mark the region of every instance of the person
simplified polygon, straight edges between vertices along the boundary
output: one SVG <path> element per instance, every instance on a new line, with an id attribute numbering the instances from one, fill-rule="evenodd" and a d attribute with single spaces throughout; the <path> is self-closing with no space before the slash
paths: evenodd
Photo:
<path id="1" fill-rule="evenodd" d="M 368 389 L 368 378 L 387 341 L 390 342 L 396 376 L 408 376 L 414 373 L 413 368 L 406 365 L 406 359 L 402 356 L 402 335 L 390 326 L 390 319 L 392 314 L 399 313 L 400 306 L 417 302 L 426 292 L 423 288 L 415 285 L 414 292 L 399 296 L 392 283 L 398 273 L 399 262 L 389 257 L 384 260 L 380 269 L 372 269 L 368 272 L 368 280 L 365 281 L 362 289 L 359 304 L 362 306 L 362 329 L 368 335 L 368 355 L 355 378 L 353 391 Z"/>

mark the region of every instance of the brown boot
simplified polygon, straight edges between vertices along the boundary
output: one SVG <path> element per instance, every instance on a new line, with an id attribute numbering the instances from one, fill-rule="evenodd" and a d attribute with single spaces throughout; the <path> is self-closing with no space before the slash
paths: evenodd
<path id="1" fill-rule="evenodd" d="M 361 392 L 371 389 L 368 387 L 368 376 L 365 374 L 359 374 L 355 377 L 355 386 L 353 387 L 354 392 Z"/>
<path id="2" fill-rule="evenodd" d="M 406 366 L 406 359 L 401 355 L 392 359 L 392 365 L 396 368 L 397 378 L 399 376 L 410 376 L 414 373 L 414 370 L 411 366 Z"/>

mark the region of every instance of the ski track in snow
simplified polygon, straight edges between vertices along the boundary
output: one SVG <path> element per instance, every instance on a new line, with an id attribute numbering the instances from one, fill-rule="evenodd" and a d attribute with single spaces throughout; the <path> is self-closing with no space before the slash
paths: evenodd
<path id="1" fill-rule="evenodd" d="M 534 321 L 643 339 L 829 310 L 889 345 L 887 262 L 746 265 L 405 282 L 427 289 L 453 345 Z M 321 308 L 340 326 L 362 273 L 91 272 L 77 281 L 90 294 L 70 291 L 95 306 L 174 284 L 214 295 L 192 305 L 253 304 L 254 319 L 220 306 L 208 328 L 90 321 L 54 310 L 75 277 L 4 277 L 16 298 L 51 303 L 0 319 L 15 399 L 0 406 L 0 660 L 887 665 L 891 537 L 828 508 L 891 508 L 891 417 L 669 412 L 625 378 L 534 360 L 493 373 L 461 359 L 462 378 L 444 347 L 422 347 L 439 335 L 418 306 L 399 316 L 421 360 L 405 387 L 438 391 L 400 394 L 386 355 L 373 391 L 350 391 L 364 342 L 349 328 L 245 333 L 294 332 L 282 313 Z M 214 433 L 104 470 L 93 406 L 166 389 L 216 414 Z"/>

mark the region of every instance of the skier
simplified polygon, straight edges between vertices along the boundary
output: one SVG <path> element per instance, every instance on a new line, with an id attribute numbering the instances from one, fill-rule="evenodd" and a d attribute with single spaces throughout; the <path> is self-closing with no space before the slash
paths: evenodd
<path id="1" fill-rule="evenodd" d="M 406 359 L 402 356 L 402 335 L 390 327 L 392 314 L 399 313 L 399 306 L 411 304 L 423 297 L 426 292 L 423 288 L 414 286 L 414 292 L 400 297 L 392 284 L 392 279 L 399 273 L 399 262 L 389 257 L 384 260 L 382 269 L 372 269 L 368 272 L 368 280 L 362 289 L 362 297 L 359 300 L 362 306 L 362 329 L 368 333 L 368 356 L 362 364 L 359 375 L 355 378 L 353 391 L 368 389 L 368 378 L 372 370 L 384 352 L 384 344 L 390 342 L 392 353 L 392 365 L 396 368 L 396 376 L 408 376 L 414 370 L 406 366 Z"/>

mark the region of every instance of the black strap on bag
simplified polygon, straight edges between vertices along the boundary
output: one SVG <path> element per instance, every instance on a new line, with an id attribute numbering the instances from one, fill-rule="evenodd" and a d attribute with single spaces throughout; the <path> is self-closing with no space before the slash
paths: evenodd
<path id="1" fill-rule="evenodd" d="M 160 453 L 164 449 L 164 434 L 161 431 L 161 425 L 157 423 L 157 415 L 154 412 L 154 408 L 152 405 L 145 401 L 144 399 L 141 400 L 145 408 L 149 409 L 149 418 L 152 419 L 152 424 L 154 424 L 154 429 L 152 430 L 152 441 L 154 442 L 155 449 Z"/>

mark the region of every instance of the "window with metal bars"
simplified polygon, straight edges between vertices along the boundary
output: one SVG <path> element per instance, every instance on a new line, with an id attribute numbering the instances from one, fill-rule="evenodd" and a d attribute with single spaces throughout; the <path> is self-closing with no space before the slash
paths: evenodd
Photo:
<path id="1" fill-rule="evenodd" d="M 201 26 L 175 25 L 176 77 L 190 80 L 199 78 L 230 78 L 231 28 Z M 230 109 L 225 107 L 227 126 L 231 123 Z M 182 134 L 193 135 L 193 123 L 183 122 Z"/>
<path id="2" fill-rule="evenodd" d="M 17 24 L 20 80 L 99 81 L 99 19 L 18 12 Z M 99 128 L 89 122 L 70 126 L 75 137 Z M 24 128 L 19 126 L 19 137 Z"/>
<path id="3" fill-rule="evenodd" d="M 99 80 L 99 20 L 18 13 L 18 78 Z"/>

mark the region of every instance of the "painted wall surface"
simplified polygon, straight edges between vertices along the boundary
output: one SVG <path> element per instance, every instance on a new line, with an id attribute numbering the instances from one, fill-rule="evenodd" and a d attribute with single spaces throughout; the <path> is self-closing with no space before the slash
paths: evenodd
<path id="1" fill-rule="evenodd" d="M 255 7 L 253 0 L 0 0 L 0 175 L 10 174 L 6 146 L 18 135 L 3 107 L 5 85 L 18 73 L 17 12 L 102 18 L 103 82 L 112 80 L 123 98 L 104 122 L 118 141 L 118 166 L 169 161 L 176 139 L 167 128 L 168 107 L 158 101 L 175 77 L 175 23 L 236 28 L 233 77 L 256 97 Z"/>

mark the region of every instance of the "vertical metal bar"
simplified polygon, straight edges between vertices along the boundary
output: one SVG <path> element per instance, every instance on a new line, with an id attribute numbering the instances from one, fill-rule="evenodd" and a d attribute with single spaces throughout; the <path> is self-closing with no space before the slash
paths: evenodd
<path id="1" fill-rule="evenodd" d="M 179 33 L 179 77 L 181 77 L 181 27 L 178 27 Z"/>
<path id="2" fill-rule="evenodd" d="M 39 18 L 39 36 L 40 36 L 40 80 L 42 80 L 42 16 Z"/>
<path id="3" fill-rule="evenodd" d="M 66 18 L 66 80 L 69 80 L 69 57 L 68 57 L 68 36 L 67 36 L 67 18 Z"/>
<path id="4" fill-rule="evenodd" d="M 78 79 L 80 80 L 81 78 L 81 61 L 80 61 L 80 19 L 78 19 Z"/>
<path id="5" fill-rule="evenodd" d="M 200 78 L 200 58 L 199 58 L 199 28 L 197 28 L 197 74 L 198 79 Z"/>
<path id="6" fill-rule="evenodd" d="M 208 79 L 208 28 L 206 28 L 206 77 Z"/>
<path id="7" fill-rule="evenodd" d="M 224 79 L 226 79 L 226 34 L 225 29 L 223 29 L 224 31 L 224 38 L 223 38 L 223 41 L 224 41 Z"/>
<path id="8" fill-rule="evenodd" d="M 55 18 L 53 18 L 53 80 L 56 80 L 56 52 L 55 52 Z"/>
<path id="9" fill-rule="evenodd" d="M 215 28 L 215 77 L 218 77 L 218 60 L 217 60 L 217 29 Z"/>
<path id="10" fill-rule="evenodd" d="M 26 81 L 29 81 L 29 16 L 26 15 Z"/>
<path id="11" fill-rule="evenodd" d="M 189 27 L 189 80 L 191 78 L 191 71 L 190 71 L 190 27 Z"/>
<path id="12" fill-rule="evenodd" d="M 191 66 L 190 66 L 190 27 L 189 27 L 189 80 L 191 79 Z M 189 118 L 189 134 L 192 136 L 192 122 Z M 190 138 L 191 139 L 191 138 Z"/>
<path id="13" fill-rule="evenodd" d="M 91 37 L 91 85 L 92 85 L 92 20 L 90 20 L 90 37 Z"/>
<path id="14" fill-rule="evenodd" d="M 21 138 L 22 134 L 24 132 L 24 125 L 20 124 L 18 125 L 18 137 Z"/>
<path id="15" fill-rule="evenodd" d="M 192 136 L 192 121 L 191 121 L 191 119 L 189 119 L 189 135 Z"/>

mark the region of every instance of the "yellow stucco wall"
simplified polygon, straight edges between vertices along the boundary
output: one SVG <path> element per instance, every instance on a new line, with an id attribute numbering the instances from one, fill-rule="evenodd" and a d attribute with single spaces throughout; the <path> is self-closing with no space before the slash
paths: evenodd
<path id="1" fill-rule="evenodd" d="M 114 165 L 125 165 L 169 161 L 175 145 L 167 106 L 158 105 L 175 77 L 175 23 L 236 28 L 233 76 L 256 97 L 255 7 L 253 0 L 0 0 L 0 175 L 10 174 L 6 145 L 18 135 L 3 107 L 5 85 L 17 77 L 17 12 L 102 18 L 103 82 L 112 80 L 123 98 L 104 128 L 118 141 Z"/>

⁂

> Directions: Arrange the stretch from the start of the records through the line containing "368 378 L 387" as a Markdown table with the columns Row and Line, one numbered row per line and no rows for blank lines.

> Solution:
| Row | Line |
|---|---|
| 1 | mark the region of every instance of the person |
| 2 | simplified polygon, straight edges between vertices along the boundary |
| 3 | output: one SVG <path> element per instance, every instance on a new line, with an id attribute numbering the instances from one, fill-rule="evenodd" and a d attribute with single spaces throughout; the <path> is self-closing with no space before the slash |
| 4 | paths: evenodd |
| 5 | Photo: |
| 6 | <path id="1" fill-rule="evenodd" d="M 368 389 L 368 378 L 387 341 L 390 342 L 396 376 L 408 376 L 414 373 L 413 368 L 406 365 L 406 359 L 402 356 L 402 335 L 390 326 L 390 319 L 392 314 L 399 313 L 400 306 L 417 302 L 426 292 L 423 288 L 415 285 L 414 292 L 399 296 L 392 283 L 398 273 L 399 262 L 389 257 L 384 260 L 380 269 L 372 269 L 368 272 L 368 280 L 365 281 L 362 289 L 359 304 L 362 306 L 362 329 L 368 335 L 368 355 L 355 378 L 353 391 Z"/> |